Dean eventually opened up to his wife about his feelings, but still feels unable to tell most of his family about needing a sperm donor.
“The one thing I should be able to do so easily can’t happen. I did cry a little bit.”
“Eventually I told my mum,” he explains. “But the rest of our families don’t know. I don’t know if it’s the embarrassment or the fact it’s quite a taboo subject. Nobody talks about these things.”
For Andy, the problem wasn’t that people weren’t talking about using a sperm donor, it’s that the people who were talking were sharing stories he didn’t want to hear.
“I think people who have had bad experiences through donation are a lot more likely to share their story, whereas the success stories become lost among millions of other happy families,” he says. “So the first stories I read were ones of kids who felt angry that they were donor conceived and parents who didn’t feel like they bonded with their children.
“I started to have the same worries, that I would have nothing in common with my child or that when they were older they would be resentful, angry or reject us.
“But the more I read, slowly I began to find positive accounts, both from donor parents and donor children, and that helped me to overcome these thoughts and be happy knowing that it’s possible to have a positive experience through donor conception, despite the lack of genetic link.”
Dean also sought support online, joining a Facebook group for men experiencing fertility issues. He said: “Joining that group and talking to other men in similar situations has been the biggest help. We’re able to talk about issues and not feel excluded. We share information and sometimes successes in treatments. It helps when you can be open and honest with someone.”

Input data:

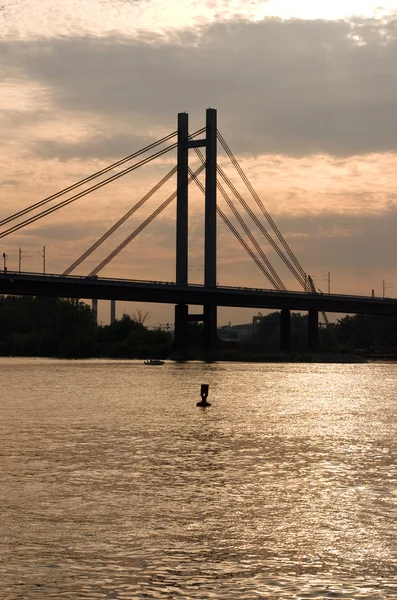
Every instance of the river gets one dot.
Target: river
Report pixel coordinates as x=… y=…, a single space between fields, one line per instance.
x=113 y=484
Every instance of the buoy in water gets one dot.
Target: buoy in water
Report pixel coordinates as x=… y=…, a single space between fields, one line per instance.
x=204 y=395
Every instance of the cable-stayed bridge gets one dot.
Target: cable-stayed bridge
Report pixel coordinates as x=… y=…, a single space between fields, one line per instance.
x=181 y=293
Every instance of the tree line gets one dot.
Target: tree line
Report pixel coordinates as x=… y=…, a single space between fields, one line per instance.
x=66 y=328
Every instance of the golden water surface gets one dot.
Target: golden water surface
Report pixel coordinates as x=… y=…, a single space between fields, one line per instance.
x=113 y=484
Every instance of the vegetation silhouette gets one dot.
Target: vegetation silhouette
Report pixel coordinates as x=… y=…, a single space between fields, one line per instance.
x=66 y=328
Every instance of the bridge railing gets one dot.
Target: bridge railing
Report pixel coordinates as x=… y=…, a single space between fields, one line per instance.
x=200 y=286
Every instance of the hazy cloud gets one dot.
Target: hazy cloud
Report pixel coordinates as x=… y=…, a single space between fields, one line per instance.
x=294 y=87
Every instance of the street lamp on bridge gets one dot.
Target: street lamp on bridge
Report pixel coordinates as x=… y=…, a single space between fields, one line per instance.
x=385 y=286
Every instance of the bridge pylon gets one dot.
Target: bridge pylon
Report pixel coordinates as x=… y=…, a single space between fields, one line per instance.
x=209 y=316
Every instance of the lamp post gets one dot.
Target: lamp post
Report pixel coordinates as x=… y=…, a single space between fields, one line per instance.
x=385 y=286
x=21 y=255
x=328 y=280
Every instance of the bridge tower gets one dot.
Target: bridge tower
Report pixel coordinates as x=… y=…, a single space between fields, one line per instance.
x=209 y=315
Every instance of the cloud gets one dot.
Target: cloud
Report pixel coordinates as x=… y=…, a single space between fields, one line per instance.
x=291 y=87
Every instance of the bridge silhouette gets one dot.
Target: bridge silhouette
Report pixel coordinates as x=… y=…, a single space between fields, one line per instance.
x=210 y=295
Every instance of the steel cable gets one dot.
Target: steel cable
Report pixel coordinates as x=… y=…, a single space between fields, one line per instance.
x=72 y=187
x=142 y=226
x=261 y=205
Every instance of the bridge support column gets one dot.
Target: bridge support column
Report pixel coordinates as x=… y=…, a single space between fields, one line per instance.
x=285 y=330
x=210 y=199
x=210 y=332
x=112 y=311
x=94 y=307
x=182 y=200
x=313 y=329
x=181 y=343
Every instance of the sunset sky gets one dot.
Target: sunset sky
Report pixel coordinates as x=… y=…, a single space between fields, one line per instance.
x=306 y=94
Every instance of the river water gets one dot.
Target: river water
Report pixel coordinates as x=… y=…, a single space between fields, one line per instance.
x=113 y=484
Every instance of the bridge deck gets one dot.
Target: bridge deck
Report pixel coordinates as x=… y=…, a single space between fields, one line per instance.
x=73 y=286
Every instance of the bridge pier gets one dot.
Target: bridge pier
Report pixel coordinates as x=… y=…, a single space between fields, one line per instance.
x=94 y=307
x=210 y=332
x=181 y=341
x=285 y=330
x=313 y=329
x=112 y=311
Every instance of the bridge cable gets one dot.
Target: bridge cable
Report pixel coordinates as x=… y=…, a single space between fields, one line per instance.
x=142 y=226
x=87 y=179
x=241 y=239
x=120 y=222
x=88 y=191
x=261 y=205
x=260 y=226
x=279 y=285
x=127 y=215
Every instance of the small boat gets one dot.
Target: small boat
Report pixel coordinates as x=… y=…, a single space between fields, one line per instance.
x=154 y=362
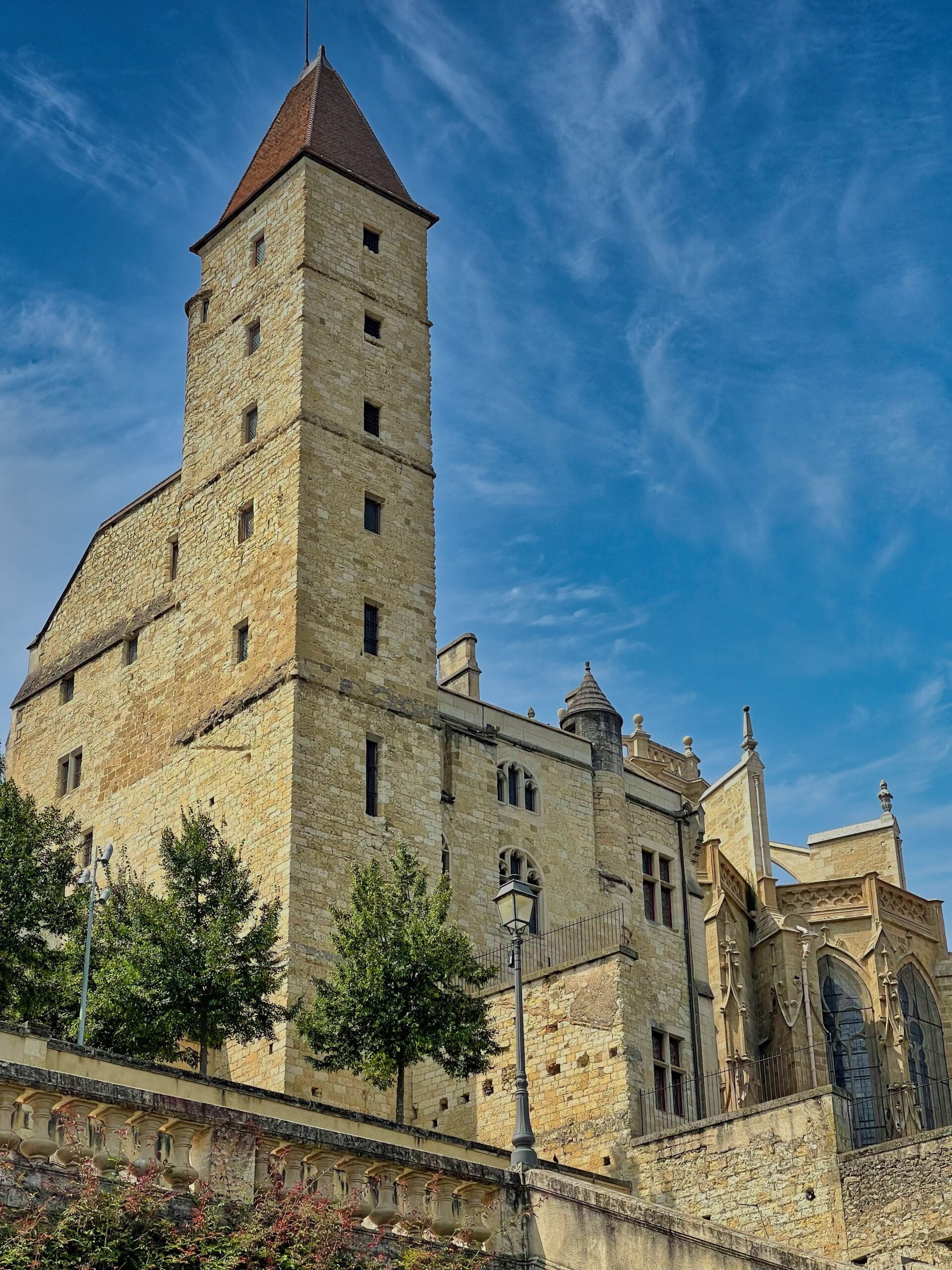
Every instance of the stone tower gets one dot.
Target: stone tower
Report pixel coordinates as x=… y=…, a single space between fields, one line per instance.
x=255 y=636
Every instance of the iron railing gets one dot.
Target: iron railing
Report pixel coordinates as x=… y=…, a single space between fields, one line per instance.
x=560 y=947
x=677 y=1099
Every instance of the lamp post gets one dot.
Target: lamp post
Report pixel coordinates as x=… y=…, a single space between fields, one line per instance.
x=88 y=878
x=516 y=901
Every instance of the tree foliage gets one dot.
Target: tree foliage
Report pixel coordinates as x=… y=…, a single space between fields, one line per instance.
x=398 y=991
x=37 y=863
x=193 y=960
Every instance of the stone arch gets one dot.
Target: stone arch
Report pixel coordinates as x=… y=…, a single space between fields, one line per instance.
x=852 y=1046
x=926 y=1046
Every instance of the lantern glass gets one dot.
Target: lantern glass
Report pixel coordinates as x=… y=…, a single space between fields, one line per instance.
x=516 y=902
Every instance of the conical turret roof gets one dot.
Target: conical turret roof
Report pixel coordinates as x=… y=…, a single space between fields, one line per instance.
x=588 y=698
x=320 y=119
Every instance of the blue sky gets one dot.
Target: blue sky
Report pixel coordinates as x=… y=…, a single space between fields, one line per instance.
x=691 y=352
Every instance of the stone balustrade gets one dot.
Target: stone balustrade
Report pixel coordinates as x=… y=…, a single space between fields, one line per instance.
x=186 y=1152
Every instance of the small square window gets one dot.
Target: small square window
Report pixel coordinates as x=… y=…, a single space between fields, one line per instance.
x=246 y=522
x=372 y=515
x=371 y=418
x=371 y=629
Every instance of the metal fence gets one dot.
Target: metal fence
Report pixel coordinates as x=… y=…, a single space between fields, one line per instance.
x=565 y=944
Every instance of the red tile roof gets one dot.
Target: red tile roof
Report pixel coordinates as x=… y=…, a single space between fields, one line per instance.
x=320 y=119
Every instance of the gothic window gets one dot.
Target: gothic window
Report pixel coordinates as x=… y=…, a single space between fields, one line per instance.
x=848 y=1023
x=926 y=1048
x=515 y=864
x=517 y=786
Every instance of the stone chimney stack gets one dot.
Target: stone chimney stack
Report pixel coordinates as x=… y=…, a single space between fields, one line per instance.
x=459 y=670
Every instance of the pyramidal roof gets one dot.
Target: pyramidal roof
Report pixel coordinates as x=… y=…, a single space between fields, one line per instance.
x=588 y=697
x=320 y=119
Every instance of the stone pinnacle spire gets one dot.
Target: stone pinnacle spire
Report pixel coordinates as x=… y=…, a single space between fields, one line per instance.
x=748 y=743
x=320 y=119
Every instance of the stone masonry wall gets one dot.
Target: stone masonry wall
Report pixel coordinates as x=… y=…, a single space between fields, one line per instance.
x=771 y=1171
x=898 y=1201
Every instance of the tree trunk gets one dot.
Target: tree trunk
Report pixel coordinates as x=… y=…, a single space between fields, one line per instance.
x=399 y=1117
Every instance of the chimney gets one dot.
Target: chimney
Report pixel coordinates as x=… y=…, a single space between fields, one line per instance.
x=457 y=667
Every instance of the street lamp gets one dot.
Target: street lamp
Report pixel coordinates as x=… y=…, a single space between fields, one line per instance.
x=88 y=878
x=516 y=902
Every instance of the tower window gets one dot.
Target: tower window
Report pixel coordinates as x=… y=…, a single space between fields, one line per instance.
x=371 y=418
x=371 y=628
x=658 y=888
x=246 y=522
x=372 y=513
x=69 y=772
x=371 y=775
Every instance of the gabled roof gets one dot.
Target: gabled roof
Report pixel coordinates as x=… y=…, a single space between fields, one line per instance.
x=319 y=119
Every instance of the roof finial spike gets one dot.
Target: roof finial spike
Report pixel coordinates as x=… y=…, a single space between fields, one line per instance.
x=748 y=743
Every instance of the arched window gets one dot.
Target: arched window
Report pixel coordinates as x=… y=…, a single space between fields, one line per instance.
x=847 y=1019
x=516 y=864
x=926 y=1048
x=517 y=786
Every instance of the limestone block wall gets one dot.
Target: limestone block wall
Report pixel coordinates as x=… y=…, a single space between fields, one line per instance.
x=896 y=1201
x=771 y=1171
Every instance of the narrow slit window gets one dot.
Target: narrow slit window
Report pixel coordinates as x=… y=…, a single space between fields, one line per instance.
x=371 y=418
x=372 y=515
x=371 y=629
x=246 y=522
x=372 y=772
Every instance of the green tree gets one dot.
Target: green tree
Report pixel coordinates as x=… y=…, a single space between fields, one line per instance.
x=194 y=962
x=398 y=992
x=37 y=863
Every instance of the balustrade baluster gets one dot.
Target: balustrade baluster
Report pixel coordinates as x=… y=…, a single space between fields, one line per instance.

Exercise requirements:
A – In the passage on sperm donation, what did Dean join to get support online?
B – According to the passage on sperm donation, why were the first stories Andy read about donor conception negative ones? Answer in one to three sentences.
C – Write the next part of the passage on sperm donation, picking up after its final sentence.
The listing comes from a different source than the passage on sperm donation.

Answers for the tasks:
A – He joined a Facebook group for men experiencing fertility issues.

B – People who have had bad experiences with donation are much more likely to share their stories. Success stories get lost among millions of other happy families.

C –
From Embarrassment to Hope
Adam and Emma Haslam sought IVF treatment in Prague after being turned down for NHS funding. Tests revealed the couple had just a 3 to 5% chance of conceiving using their own eggs and sperm.
“I felt embarrassed and worthless, like I wasn’t a real man,” Adam says. “I felt angry, depressed and alone.”
Adam struggled with his feelings, but within this maelstrom of emotions, one stood out: hope. “We used an amazing, world-class, safe clinic and suddenly my chance of becoming a father increased to 65 to 70% by using donor sperm and egg.
“I felt embarrassed and worthless, like I wasn’t a real man.”
“My desire to become a father was bigger than everything else I was feeling and after the initial shock, I felt hope for the first time in a long time.”
Fortunately the treatment worked, and the couple welcomed their son in 2018. Any fears Adam had about being unable to bond with his son immediately disappeared. “I love every fibre of his being,” says Adam.
A Path to Parenthood
Offering advice to men in a similar situation, Adam says “Seek support through professionals like a donor conception counsellor. Find some peer support, whether that’s online or in person. Talk to your partner and share your feelings, whatever they are. This is not your fault – remember infertility is a disease.”
“Donor sperm is not anyone’s plan A, but it’s a wonderful path to parenthood and I do not regret my decision,” he adds. “I also would not change how my little boy came to be, as he would not be who he is and now I rarely think about the fact he is not genetically linked.”